→ **Task**:
Reproduce the listing that follows with no differences at all.
#### Available records
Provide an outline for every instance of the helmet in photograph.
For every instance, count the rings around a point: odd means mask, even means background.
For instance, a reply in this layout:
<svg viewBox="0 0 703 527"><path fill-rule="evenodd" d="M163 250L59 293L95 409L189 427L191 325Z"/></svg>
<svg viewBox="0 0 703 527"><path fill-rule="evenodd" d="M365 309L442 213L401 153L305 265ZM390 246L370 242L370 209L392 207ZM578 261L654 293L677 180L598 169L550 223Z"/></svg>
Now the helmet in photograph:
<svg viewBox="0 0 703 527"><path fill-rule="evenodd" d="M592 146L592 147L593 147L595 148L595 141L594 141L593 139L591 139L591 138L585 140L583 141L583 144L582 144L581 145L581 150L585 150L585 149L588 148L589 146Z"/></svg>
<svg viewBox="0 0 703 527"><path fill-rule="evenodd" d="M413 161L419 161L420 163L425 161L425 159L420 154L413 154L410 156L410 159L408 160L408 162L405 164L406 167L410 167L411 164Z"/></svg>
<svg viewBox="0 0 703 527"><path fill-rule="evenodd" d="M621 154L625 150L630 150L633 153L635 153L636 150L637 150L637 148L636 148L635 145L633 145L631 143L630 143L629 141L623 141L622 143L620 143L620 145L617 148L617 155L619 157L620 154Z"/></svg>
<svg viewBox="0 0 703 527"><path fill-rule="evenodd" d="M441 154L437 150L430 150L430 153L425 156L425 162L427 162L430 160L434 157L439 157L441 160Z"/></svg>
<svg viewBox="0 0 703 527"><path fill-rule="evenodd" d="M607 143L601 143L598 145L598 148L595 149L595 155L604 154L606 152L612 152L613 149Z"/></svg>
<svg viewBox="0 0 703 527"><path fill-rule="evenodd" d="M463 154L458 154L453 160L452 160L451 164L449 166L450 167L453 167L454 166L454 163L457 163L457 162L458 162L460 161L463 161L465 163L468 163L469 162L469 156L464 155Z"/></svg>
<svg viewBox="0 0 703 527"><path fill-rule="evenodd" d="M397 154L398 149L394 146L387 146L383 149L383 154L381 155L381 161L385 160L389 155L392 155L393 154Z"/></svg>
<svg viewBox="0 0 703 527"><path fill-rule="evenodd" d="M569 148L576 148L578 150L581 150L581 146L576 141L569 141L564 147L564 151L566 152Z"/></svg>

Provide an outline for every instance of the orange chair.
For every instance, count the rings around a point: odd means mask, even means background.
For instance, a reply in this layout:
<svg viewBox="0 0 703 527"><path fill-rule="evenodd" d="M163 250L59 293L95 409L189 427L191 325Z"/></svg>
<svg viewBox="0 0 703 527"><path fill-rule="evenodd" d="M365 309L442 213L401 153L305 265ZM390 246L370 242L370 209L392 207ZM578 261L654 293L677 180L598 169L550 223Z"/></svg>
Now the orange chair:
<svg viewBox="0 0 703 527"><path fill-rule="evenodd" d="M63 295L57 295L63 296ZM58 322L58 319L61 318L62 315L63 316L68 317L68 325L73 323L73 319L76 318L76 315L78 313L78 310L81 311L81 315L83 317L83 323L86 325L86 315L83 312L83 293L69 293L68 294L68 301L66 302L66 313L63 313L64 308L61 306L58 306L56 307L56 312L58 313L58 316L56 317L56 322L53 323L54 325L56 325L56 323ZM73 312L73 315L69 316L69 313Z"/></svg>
########
→ **Written solution**:
Provide an outline for every instance of the helmet in photograph.
For every instance, count the rings around a point: odd means mask, even means background.
For instance, a reply in this layout:
<svg viewBox="0 0 703 527"><path fill-rule="evenodd" d="M163 250L59 293L95 409L189 427L191 325Z"/></svg>
<svg viewBox="0 0 703 527"><path fill-rule="evenodd" d="M365 309L442 213L401 153L305 265ZM390 246L370 242L370 209L392 207ZM578 261L654 293L677 180L598 169L550 223Z"/></svg>
Now the helmet in photograph:
<svg viewBox="0 0 703 527"><path fill-rule="evenodd" d="M592 146L592 147L593 147L595 148L595 141L594 141L593 139L591 139L591 138L585 140L583 141L583 144L582 144L581 145L581 150L585 150L585 149L588 148L589 146Z"/></svg>
<svg viewBox="0 0 703 527"><path fill-rule="evenodd" d="M413 161L419 161L420 163L425 161L425 159L420 154L413 154L410 156L410 159L408 160L408 162L405 164L406 167L410 167L411 164Z"/></svg>
<svg viewBox="0 0 703 527"><path fill-rule="evenodd" d="M621 154L625 150L630 150L633 153L635 153L636 150L637 150L637 148L636 148L635 145L633 145L631 143L630 143L629 141L623 141L622 143L620 143L620 145L617 148L617 155L619 157L620 154Z"/></svg>
<svg viewBox="0 0 703 527"><path fill-rule="evenodd" d="M441 154L437 150L430 150L430 153L425 156L425 162L427 162L430 160L434 157L439 157L441 160Z"/></svg>
<svg viewBox="0 0 703 527"><path fill-rule="evenodd" d="M607 143L601 143L598 145L598 148L595 149L595 155L604 154L606 152L612 152L613 149Z"/></svg>
<svg viewBox="0 0 703 527"><path fill-rule="evenodd" d="M463 154L458 154L453 160L452 160L451 164L449 166L450 167L453 167L454 166L454 163L457 163L457 162L458 162L460 161L463 161L465 163L468 163L469 162L469 156L464 155Z"/></svg>
<svg viewBox="0 0 703 527"><path fill-rule="evenodd" d="M397 154L398 149L394 146L387 146L383 149L383 154L381 155L381 161L385 160L389 155L392 155L393 154Z"/></svg>
<svg viewBox="0 0 703 527"><path fill-rule="evenodd" d="M569 148L576 148L578 150L581 150L581 146L576 141L569 141L564 147L564 151L566 152Z"/></svg>

Provide an outline for every instance of the orange chair.
For every instance, count the rings around a point: odd means mask, even means background.
For instance, a reply in this layout:
<svg viewBox="0 0 703 527"><path fill-rule="evenodd" d="M163 250L59 293L95 409L189 427L191 325Z"/></svg>
<svg viewBox="0 0 703 527"><path fill-rule="evenodd" d="M365 309L442 213L401 153L305 265ZM390 246L370 242L370 209L392 207ZM578 261L654 293L677 180L598 169L550 223Z"/></svg>
Now the orange chair:
<svg viewBox="0 0 703 527"><path fill-rule="evenodd" d="M63 295L57 295L63 296ZM58 322L58 319L61 318L62 315L63 316L68 317L68 325L73 323L73 319L76 318L76 315L78 313L78 310L81 311L81 315L83 317L83 323L86 325L86 315L83 312L83 293L69 293L68 294L68 301L66 302L66 313L63 313L64 308L61 306L58 306L56 307L56 312L58 313L58 316L56 317L56 322L53 323L54 325L56 325L56 323ZM73 312L73 315L69 316L69 313Z"/></svg>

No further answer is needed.